>> Start THE RECORDS

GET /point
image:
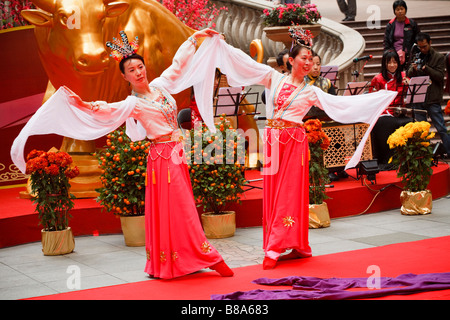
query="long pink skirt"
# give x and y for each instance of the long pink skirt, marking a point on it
(175, 242)
(286, 194)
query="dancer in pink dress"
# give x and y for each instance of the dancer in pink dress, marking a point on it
(174, 237)
(175, 242)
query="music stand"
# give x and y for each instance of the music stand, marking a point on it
(416, 92)
(355, 88)
(228, 101)
(329, 72)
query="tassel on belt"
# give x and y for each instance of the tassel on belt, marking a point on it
(282, 124)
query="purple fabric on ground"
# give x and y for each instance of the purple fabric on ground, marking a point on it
(312, 288)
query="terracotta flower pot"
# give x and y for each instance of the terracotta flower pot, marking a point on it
(319, 216)
(413, 203)
(57, 242)
(217, 226)
(133, 229)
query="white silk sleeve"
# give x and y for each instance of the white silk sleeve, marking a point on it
(58, 116)
(365, 108)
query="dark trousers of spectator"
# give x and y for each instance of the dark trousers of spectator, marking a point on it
(436, 115)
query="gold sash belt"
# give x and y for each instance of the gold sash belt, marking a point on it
(282, 124)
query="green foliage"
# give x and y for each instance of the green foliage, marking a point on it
(413, 155)
(216, 166)
(318, 173)
(123, 165)
(289, 14)
(49, 179)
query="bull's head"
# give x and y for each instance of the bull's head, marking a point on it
(76, 30)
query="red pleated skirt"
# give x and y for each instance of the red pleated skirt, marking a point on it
(286, 194)
(175, 242)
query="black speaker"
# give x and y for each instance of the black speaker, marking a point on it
(368, 168)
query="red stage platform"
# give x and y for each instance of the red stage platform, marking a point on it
(19, 223)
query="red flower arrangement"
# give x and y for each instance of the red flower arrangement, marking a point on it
(49, 179)
(289, 14)
(318, 174)
(195, 14)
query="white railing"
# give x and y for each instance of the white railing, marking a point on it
(337, 44)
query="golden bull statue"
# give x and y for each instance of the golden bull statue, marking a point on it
(71, 37)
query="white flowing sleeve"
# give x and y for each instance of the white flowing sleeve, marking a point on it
(365, 108)
(197, 69)
(58, 116)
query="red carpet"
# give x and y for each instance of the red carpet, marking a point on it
(19, 223)
(419, 257)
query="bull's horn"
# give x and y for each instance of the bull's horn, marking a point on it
(47, 5)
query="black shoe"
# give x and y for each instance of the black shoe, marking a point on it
(342, 174)
(333, 176)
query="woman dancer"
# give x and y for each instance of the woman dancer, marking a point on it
(390, 78)
(175, 242)
(286, 149)
(286, 169)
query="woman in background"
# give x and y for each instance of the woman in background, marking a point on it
(401, 33)
(390, 78)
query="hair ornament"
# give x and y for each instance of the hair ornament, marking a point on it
(301, 37)
(122, 49)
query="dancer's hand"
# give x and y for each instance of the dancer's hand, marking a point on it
(76, 101)
(204, 33)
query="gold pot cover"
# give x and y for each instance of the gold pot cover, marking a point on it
(420, 202)
(57, 242)
(133, 229)
(217, 226)
(319, 216)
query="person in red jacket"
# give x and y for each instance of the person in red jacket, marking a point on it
(390, 78)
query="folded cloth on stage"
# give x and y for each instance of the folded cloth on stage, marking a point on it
(312, 288)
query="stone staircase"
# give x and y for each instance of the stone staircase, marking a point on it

>> End THE RECORDS

Leave out the pictures and output the rest of the material exactly as written.

- _RESPONSE TO THIS TASK_:
GET /point
image:
query="long pink skirt"
# give x and y for each instance of the long pink skirt, marking a point on it
(175, 242)
(286, 194)
query="dancer in pink dress"
# give x and y for each instance of the dancer in pink dress, marking a point on it
(174, 237)
(175, 242)
query="music stand"
# give x and y for each instance of the music stand, marking a point on it
(416, 92)
(355, 88)
(228, 101)
(329, 72)
query="tassel on belt"
# give x and y for each instance of the tassel on belt, marking a point on it
(282, 124)
query="purple fabric on ground"
# give x and y for each instance of the purple fabric on ground, marking a point on it
(312, 288)
query="terracotta flower pot"
# give x and y for each instance of the terracotta flower pot, marking a point on it
(319, 216)
(413, 203)
(57, 242)
(217, 226)
(133, 229)
query="white silk sleeve"
# give x and y for each instance of the white silk sleeve, marking a point on it
(58, 116)
(365, 108)
query="dark trousers of spectator"
# give x and y for each instance of the dark trousers of spectator, marking a point on it
(436, 115)
query="gold sash belt"
# give x and y for each instance of the gold sash belt, marking a point on it
(282, 124)
query="green foliage"
# give x and y for each instance of the green foliage, marking a point on it
(413, 155)
(216, 166)
(318, 173)
(123, 165)
(289, 14)
(49, 179)
query="bull's head"
# give x and y for each instance of the bull's head, marking a point on it
(76, 30)
query="red pleated skirt"
# give x and y for each instance of the red pleated skirt, marking a point on it
(286, 194)
(175, 242)
query="black speaker"
# give x and y for each instance of the black speaker, marking a point on it
(368, 168)
query="red stage platform"
# give x and y for each instance of the red stage platform, marking a point on it
(19, 223)
query="red flower arrangement"
# give x and y for each instance of the red flower arrangement, marking a point on it
(49, 179)
(289, 14)
(318, 174)
(195, 14)
query="white railing"
# give x and y for each instance of the white railing, marking a point on it
(337, 44)
query="golden bull statue"
# give x and y for each instance of the golden bull statue, marking a point on it
(71, 37)
query="white flowing sleeve"
# give x and y for each instance of the white flowing sleeve, marking a point on it
(365, 108)
(197, 69)
(58, 116)
query="red carpet"
# give x and y for each instance of the red carpet, marking a point on it
(19, 223)
(419, 257)
query="bull's horn"
# give x and y for each instance of the bull's horn, marking a point on it
(47, 5)
query="black shoe"
# give x and y for each instance of the black shoe, marking a point on it
(342, 174)
(333, 176)
query="woman dancer"
# give x and y for each instance of the woman dancer, marking a point on it
(390, 78)
(175, 242)
(286, 149)
(286, 169)
query="woman in background"
# give x and y for each instance of the woman in background, marking a point on it
(401, 33)
(390, 78)
query="hair ornament"
# give x and y for each instance of the hair ornament, marking a point on it
(301, 37)
(122, 49)
query="dancer's hand"
# give x and y for each instance of the dancer's hand, marking a point on it
(76, 101)
(204, 33)
query="gold pot cover"
# give x and y for each instance of the gold pot cover, marking a point on it
(420, 202)
(57, 242)
(133, 229)
(217, 226)
(319, 216)
query="person in red jacket"
# give x and y for each instance of the person in red jacket, marking a point on it
(390, 78)
query="folded cloth on stage"
# give x and y for each instance of the folded cloth on stage, marking a point on it
(312, 288)
query="stone staircase"
# give x and y for each instance of the stone staircase, marking a point on it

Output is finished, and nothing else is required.